## start Material provided

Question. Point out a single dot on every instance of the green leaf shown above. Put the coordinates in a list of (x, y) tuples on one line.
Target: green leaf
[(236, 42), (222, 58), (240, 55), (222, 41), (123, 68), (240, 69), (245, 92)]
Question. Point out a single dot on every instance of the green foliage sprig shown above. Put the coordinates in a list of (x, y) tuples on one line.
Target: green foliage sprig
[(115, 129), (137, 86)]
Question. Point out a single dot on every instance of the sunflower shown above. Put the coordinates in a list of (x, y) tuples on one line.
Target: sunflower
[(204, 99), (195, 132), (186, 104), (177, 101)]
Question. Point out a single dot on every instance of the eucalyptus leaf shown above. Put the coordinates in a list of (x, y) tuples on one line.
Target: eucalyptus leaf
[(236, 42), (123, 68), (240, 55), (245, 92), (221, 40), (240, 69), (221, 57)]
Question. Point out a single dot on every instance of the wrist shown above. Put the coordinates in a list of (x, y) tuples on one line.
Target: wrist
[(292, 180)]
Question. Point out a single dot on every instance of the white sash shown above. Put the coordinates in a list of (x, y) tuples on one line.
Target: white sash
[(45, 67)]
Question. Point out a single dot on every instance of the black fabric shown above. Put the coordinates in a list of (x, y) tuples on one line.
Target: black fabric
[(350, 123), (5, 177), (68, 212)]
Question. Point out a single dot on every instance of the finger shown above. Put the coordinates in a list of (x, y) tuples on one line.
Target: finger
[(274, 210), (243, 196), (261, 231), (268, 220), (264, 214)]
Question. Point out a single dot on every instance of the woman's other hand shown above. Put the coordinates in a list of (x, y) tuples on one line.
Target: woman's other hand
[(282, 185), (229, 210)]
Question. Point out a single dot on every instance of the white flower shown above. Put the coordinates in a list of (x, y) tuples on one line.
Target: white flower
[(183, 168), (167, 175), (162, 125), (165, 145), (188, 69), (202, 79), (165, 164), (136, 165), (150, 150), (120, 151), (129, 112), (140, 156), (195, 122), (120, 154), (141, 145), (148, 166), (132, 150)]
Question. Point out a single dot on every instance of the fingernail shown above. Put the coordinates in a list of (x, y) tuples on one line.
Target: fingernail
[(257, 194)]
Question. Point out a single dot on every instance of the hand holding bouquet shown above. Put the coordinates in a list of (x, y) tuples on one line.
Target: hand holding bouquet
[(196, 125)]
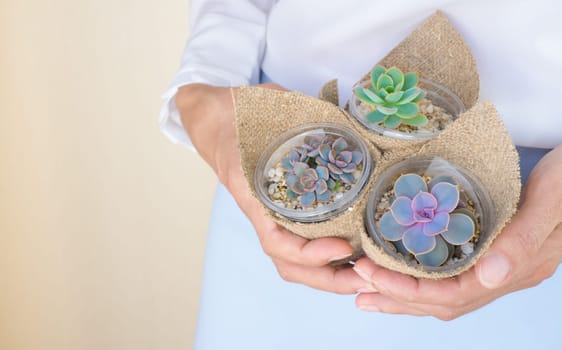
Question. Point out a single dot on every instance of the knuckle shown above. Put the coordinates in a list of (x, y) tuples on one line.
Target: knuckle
[(447, 314), (285, 274), (528, 242), (544, 272)]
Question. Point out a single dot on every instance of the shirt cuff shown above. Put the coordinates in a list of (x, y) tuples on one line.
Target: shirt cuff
[(170, 121)]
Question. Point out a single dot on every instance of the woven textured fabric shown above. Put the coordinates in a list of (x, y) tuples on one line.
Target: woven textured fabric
[(477, 141), (284, 111)]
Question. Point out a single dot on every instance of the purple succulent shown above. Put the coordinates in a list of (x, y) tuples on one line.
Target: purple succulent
[(312, 144), (308, 183), (340, 160), (296, 155), (424, 221)]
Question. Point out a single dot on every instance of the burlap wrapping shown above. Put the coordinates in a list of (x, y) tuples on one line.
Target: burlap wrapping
[(283, 111), (476, 141), (436, 51)]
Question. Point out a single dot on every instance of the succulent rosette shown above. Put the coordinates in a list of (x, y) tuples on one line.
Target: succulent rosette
[(423, 219), (341, 161), (308, 184), (394, 96)]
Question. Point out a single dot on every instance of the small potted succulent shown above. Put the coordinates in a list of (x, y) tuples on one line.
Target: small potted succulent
[(428, 213), (313, 172), (402, 105)]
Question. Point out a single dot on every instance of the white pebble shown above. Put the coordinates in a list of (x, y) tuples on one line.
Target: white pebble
[(467, 248), (271, 189)]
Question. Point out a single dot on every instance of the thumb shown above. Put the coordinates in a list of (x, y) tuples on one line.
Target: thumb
[(518, 244)]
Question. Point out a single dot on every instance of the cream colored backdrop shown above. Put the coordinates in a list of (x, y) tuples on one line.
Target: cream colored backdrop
[(102, 220)]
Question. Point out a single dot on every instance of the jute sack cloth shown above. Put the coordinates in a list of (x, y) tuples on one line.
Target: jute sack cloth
[(261, 116), (437, 52), (477, 141)]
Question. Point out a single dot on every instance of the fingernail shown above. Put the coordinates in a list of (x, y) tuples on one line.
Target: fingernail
[(362, 274), (340, 257), (493, 270), (369, 308), (367, 289)]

## end Material provided

> _Exercise requirements_: Render all of the data above as a numbered list, one line per item with blank lines left out. Leave the pictures out of your answer.

> _Expected answer_:
1. Question. Point out a single dot on every instance of the green leaf shown above. Put the coordinates in a list of (x, y) tuples on one line.
2. Target: green leaf
3. [(236, 42), (222, 58), (240, 55), (222, 41), (123, 68), (240, 69), (245, 92)]
4. Question. Point out a single dot on every instance of the green foliage sprig shown above. Put the coordinates in a list of (x, y) tuples on one line.
5. Target: green foliage sprig
6. [(115, 129), (137, 86)]
7. Question. Point out a single dot on every instance of the sunflower shown above. Put the coordinates in a list of (x, y) tuples on one line.
8. Target: sunflower
9. [(204, 99), (195, 132), (186, 104), (177, 101)]
10. Question. Point out a single dot on every instance of the eucalyptus leaf shown above. Put the coordinates in a list of (x, y) tuples on one line.
11. Target: eucalyptus leaf
12. [(236, 42), (123, 68), (240, 55), (245, 92), (221, 40), (240, 69), (221, 57)]
13. Question. Point out a single dot on every instance of the wrist shown above. Put the coordinates in a list of (x, y) tuples on one line.
14. Target: wrist
15. [(292, 180)]
16. Question. Point out a single dot on every instance of the white sash shown above. Put the coordinates in a list of (x, y) tuples on one line.
17. Target: white sash
18. [(45, 67)]
19. Question. Point out a single dot on every instance of the black fabric shown above. Put the coordinates in a list of (x, y) tuples on one line.
20. Target: black fabric
21. [(350, 123), (5, 177), (68, 212)]
22. Question. Point out a single dot on every instance of the finger shown above. Put the coordinates in a list of (x, y) tuples on one line.
23. Target: finger
24. [(274, 210), (243, 196), (261, 231), (268, 220), (264, 214)]
25. Question. Point out a single dot on every instance of the woman's other hand shown above. Put the coordinates in a list of (x, y) tuples on one line.
26. Target: woman's other hand
27. [(282, 185), (229, 210)]
28. Question. Point out a single dot on every instance of the white flower shown above. Put the coordinates in a list of (x, y) tuples on one line.
29. Target: white flower
30. [(183, 168), (167, 175), (162, 125), (165, 145), (188, 69), (202, 79), (165, 164), (136, 165), (150, 150), (120, 151), (129, 112), (140, 156), (195, 122), (120, 154), (141, 145), (148, 166), (132, 150)]
31. Question. Point out a single dot on every instance of the fingernail shown above. Put the coordinates in a list of (x, y) tuples on one line.
32. Target: fingernail
33. [(257, 194)]
34. Question. Point out a single dot on every instance of the hand holding bouquet shown above. Put the coordinates in a list of (x, y) tuples on one line.
35. Target: hand holding bouquet
36. [(196, 125)]
37. Question. Point out a single dot on every instance of the knuckle shown above. Put the coordinates in a list of (x, y) tuples on one line.
38. Target: knuckle
39. [(447, 314), (285, 274), (528, 242), (544, 272)]
40. Question. Point out a single dot on every instance of the shirt cuff shown above. Put the coordinates in a list of (x, y) tuples on one line.
41. Target: shirt cuff
42. [(170, 121)]
43. Question. Point out a single dot on every instance of the woven textured fabric shown above. Put the coordinates in a list of (x, y) tuples on one line.
44. Target: woven textured fabric
45. [(477, 141), (284, 111)]
46. Question. Point out a single dot on every instance of the purple succulent shown above. Put the coordinates in a list of (x, y) tuples on one line.
47. Target: purple succulent
48. [(312, 144), (308, 183), (340, 160), (296, 155), (424, 221)]
49. Question. Point out a single dot on every instance of the burlap wrapping shown above. Put the coordinates in a list of (x, y) tuples on one line.
50. Target: burlap wrapping
51. [(283, 111), (476, 141), (436, 51)]
52. Question. Point out a single dot on every instance of the succulent rosette shown above. Put the coordinates in a list of (x, y) tuples on one line.
53. Target: succulent rosette
54. [(423, 219), (341, 161), (308, 184), (394, 96)]
55. Question. Point out a single dot on every instance of the small potted succulent shown above. Put the coordinates in a list of (x, y) tuples on one line.
56. Target: small potted succulent
57. [(428, 213), (313, 172), (402, 105)]
58. Question. Point out a single dot on every instance of the white pebble shown above. Put the coordinates in a list of (x, y) tuples on one line.
59. Target: white pebble
60. [(467, 248), (271, 189)]
61. Question. Point out a single dot on every instance of the thumb shown above. Put the coordinates in a list of (x, y) tuples on one line.
62. Target: thumb
63. [(518, 244)]
64. Question. Point out a single dot on every instance of the cream colored backdrop shown above. Put the coordinates in a list of (x, y) tuples on one line.
65. Target: cream colored backdrop
66. [(102, 220)]
67. Question. Point out a single dot on every instance of the jute sack cloth shown above. Put the coordinates in a list of (x, y) tuples on one line.
68. Target: jute sack cloth
69. [(261, 116), (437, 52), (477, 141)]
70. Question. Point out a single dot on every instance of the fingernail shown above. Put the coordinates in a list of (x, y) tuples on one line.
71. Target: fingernail
72. [(362, 274), (340, 257), (493, 270), (369, 308), (367, 289)]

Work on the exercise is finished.